INSTRUCTION:
Change "drop a marker" to "place a pin" in the lines from the line with "In this exercise you will locate the white star" up to and including the line with "[(297, 351)]", leaving everything else the same. Give back only those lines.

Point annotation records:
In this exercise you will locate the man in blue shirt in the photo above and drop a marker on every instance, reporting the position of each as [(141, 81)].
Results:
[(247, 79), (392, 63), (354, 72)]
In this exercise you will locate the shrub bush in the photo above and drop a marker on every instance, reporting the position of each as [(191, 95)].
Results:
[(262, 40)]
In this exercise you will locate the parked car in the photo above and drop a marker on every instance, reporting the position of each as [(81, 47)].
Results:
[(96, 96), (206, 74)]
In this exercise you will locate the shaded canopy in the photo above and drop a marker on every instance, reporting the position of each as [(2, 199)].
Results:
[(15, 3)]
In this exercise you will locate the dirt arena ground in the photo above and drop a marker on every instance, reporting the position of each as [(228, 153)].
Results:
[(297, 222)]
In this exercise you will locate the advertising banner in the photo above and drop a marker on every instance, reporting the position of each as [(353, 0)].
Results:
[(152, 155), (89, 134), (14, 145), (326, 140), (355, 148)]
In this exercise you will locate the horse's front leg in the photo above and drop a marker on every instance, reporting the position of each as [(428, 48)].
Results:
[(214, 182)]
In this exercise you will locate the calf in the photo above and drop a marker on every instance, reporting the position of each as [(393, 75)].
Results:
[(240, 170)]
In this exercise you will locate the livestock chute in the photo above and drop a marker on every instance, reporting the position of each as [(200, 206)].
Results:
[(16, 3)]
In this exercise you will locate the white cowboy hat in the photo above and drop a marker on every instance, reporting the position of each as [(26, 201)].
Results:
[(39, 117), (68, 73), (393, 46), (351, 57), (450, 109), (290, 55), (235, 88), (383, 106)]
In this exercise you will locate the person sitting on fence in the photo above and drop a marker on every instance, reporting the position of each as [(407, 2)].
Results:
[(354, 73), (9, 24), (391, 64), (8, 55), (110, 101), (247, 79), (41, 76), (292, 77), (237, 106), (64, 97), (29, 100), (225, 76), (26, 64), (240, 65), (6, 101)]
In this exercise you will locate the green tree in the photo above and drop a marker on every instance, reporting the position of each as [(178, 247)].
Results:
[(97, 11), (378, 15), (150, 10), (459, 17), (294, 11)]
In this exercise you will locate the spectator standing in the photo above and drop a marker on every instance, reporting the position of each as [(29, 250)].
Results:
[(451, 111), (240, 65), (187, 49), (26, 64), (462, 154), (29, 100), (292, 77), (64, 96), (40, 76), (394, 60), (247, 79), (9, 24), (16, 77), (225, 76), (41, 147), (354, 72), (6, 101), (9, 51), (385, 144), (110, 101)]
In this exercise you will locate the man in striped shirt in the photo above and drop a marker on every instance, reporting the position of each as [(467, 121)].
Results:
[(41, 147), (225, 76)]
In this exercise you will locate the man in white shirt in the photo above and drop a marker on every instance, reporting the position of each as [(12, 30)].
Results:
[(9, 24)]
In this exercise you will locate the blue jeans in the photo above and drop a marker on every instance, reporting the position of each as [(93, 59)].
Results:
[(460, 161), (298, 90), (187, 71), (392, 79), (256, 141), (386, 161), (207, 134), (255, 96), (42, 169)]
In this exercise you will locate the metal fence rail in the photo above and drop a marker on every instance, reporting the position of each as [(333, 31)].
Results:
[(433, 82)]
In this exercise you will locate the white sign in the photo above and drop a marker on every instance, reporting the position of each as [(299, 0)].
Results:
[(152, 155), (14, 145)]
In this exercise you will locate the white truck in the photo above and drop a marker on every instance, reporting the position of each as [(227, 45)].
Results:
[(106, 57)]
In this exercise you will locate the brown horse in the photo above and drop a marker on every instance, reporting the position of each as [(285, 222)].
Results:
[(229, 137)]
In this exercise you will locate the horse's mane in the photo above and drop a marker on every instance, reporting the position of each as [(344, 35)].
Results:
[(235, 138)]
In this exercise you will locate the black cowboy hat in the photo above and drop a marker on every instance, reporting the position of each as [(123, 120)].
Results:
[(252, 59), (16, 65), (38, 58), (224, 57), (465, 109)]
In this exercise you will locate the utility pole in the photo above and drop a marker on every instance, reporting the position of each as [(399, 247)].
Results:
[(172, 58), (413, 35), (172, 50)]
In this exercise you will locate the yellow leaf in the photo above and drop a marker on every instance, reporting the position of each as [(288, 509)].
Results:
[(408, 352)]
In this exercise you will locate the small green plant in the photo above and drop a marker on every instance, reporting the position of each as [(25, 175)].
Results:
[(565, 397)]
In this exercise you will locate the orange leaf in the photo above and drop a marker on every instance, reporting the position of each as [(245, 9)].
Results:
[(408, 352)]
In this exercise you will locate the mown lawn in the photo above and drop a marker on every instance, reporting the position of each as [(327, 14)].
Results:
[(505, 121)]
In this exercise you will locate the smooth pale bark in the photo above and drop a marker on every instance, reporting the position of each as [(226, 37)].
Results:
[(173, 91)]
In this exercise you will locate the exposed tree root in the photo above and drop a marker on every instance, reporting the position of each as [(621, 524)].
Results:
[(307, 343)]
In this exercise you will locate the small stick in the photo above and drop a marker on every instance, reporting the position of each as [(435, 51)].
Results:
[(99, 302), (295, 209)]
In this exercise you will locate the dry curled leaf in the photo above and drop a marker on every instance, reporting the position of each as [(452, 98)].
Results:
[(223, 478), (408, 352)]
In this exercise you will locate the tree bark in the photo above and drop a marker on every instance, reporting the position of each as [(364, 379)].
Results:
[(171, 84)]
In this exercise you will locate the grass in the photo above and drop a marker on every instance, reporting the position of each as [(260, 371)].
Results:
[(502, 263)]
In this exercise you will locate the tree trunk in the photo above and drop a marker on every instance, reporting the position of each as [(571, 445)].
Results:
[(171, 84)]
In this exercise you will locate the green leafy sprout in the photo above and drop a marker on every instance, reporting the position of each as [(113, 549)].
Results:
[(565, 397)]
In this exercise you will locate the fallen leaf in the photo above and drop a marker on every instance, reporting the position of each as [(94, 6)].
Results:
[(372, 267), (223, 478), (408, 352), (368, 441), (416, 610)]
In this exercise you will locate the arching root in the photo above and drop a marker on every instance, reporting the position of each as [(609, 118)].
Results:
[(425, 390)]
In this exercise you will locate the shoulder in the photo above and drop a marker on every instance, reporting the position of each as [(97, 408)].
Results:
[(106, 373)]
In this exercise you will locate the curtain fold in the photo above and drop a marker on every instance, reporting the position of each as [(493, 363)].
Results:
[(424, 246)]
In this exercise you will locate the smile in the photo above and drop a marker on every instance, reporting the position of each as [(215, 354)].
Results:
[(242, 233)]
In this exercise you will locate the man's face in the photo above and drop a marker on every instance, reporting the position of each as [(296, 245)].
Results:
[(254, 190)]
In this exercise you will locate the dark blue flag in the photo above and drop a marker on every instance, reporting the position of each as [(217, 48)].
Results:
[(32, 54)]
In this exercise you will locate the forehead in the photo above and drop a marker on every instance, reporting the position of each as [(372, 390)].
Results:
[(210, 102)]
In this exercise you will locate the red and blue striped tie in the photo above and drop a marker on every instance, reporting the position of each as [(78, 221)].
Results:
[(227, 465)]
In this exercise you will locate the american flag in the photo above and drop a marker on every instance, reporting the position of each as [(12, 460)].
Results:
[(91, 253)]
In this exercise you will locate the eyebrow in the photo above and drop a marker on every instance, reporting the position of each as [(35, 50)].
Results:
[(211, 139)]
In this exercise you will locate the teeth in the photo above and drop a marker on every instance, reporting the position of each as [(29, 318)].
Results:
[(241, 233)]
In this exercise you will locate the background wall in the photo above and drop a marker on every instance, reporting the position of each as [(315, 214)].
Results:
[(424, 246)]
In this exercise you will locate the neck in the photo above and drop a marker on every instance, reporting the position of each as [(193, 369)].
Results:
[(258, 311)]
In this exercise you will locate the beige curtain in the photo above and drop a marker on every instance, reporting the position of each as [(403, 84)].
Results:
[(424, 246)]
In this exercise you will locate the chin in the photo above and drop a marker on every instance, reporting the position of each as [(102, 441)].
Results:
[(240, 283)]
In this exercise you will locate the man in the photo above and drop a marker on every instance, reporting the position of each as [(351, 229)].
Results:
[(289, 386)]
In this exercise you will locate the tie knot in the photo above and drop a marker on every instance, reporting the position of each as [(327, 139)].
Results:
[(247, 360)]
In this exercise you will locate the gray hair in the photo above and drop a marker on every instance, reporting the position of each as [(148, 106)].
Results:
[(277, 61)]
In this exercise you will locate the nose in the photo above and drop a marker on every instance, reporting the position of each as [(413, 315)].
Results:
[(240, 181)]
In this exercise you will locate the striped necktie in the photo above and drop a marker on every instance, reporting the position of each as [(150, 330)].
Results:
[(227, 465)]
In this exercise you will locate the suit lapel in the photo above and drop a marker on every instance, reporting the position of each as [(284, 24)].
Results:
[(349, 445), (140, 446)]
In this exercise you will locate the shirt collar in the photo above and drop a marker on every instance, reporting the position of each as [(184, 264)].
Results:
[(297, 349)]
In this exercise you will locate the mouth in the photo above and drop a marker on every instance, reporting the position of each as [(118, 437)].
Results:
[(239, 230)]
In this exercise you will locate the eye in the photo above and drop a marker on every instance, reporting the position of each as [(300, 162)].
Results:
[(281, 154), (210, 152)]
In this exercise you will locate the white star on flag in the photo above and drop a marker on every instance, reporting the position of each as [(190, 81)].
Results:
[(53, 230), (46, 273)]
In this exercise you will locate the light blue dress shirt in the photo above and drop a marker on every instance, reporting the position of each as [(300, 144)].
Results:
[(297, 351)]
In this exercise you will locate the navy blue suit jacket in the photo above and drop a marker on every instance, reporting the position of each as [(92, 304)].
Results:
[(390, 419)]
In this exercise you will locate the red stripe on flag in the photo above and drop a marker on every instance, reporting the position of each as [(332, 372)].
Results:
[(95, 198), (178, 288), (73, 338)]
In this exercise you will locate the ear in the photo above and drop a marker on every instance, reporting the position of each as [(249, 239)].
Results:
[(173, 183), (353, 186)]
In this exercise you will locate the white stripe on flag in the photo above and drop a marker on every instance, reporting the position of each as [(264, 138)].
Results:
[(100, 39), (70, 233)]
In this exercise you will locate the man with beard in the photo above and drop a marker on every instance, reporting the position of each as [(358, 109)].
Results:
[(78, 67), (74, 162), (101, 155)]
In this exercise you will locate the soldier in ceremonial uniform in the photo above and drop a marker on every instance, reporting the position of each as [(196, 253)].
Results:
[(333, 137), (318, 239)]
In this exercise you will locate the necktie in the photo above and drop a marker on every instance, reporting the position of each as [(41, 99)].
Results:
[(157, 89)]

CORRECT OUTPUT:
In this exercise you will locate the white star on flag in the photo above and place a pin on every instance, reporting the position of each as [(190, 81)].
Results:
[(53, 230), (46, 273)]
In this exercise you will locate the light blue dress shirt in the photo above and place a pin on every instance, reporting the position of each as [(300, 144)].
Results:
[(297, 351)]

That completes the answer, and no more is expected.